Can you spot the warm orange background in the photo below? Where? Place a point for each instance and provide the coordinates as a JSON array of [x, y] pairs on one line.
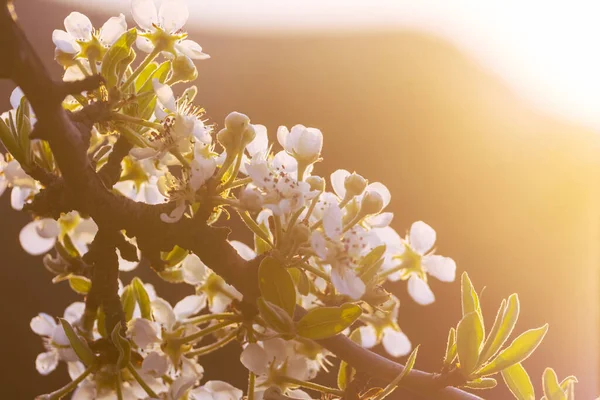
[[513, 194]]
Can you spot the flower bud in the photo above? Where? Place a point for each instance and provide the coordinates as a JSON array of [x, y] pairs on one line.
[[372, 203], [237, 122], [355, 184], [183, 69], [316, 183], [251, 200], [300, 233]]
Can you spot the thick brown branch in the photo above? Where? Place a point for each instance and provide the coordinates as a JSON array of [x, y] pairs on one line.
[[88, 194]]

* * *

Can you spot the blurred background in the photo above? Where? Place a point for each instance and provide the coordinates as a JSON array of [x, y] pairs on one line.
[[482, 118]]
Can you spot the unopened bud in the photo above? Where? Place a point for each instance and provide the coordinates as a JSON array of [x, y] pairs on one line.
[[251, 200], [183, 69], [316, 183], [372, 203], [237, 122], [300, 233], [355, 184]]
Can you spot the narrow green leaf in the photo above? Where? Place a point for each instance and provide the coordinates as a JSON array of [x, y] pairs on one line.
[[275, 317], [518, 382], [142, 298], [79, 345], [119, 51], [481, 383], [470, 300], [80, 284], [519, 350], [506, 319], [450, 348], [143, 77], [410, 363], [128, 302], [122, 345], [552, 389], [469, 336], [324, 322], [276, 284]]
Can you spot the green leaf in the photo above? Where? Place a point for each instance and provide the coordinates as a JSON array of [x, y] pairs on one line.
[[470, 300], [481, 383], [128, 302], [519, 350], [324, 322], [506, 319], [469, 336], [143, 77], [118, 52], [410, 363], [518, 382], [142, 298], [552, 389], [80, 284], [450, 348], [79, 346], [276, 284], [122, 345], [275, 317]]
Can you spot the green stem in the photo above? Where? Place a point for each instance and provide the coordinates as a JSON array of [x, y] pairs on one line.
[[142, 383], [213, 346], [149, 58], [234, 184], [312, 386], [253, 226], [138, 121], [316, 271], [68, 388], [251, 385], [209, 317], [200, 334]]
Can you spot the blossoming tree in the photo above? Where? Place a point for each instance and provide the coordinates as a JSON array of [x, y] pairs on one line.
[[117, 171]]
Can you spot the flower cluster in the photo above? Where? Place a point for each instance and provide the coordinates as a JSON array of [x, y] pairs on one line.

--

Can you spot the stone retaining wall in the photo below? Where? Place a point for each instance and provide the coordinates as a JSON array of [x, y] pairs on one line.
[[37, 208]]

--- What is being asked ---
In the listing above, find the line with "Can you spot the blossoming" and the line with "Can you spot the flower cluster", then print exactly those two lines and every line between them, and nothing more.

--- Output for this task ---
Can you spot the blossoming tree in the photo above? Where? Place a point for each instance and provide the coordinates as a JSON array of [x, y] pairs on one line.
[[117, 171]]
Can you spot the flower cluster in the photo above? Where? Place a point for each instance and provide the coordinates as a JSON array of [x, y] pairs on one line.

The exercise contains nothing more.